◆ What the exercise asks: Give back each of the records below word for word, changing nothing.

◆ Data lines:

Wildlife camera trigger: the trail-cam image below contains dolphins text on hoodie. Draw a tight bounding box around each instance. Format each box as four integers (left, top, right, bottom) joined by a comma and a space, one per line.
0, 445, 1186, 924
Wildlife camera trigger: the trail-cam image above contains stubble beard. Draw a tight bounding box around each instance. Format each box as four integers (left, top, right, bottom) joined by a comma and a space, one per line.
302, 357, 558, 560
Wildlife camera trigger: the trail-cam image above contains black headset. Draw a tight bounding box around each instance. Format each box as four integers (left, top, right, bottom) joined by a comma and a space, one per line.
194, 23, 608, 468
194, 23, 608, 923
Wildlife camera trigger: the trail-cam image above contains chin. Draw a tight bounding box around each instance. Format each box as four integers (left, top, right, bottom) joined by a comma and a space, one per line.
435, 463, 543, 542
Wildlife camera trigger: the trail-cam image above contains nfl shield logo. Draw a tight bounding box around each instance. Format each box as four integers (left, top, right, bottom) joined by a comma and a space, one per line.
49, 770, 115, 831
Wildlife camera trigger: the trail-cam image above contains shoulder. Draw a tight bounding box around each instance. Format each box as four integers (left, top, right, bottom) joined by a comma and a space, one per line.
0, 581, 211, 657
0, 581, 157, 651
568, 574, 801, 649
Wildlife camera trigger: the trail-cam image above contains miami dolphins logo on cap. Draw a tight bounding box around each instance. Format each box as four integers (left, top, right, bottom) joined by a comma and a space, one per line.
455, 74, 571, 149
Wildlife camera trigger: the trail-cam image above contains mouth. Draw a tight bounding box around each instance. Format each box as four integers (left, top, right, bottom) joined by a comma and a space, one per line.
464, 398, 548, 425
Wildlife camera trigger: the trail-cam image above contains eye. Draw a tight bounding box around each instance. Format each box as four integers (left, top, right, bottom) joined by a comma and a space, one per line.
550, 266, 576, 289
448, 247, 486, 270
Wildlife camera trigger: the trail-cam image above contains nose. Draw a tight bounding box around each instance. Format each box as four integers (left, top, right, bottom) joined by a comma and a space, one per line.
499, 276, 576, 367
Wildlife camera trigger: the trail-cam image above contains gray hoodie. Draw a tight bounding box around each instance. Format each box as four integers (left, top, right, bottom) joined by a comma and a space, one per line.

◆ Response to the task:
Wildlife camera trigger: the trail-cam image below contains dolphins text on hoodie. Draw a tight bounding box around each instance. Format each box as four integers (left, top, right, bottom) joined by a comma and a space, one per line.
0, 445, 1186, 924
Wildlife camera trigger: the trail-cam image above contains stubble beard. Draw a tight bounding box around each instance. Format each box as four integers (left, top, right, bottom) joined by a comma and a space, one per line.
302, 357, 558, 560
Wildlife camera trigger: the trail-cam image above contains black headset. Draw a tight bounding box around each instance. Format each box as four integers (left, top, right, bottom) joined by a comma and a space, one per line.
194, 23, 608, 468
194, 23, 608, 923
Wildlife camera trigger: the trail-cam image above contains chin. Draw a tight bounding box around each instance. Format each box as four integers (left, top, right, bottom) joined by a comma and a space, one per line.
435, 463, 543, 542
Wildlife camera trigger: the trail-cam image above contains nfl shield logo. Draw a tight bounding box around each instance. Format each box as four integers (left, top, right, bottom) joined by a comma and a space, one per line.
49, 770, 115, 831
Wildlife camera trigger: the trail-cam image above contains shoulder. Draw a tight bounding box around each instance. Format each box as four integers (left, top, right, bottom) joined by a comma and a space, one per line.
0, 581, 211, 657
0, 581, 157, 651
568, 574, 801, 649
Wildlife camera trigger: the trail-cam image above contains miami dolphins logo on cap. Draw a tight bounding box around each instance. Format each box as four integers (left, top, right, bottom) joined by a comma and a space, one per line.
455, 74, 571, 149
Wildlife camera trigger: the trail-cam image above contains mouth. Draw a tight bounding box around each instance. Format each box as four integers (left, top, right, bottom) joined by a comma and a space, one per line.
464, 398, 548, 425
Wildlife camera trigger: the trail-cam image above contains eye. Draw a tight bounding box around each instance. Format each box as four integers (left, top, right, bottom) joined by a comma and a space, one per line.
550, 266, 576, 289
448, 247, 486, 270
Wildlife camera trigger: the trail-cam image above contains nose. Draw a tight bounding box around each instance. Format each box as four integers (left, top, right, bottom) joined by a comma and a space, one per line.
499, 276, 576, 367
Wildlife camera trigger: the trail-cam image above contains gray hoodie. Draw a tight bounding box around each instance. Format each box as four integers (left, top, right, bottom) joined by a comma and a space, one per line.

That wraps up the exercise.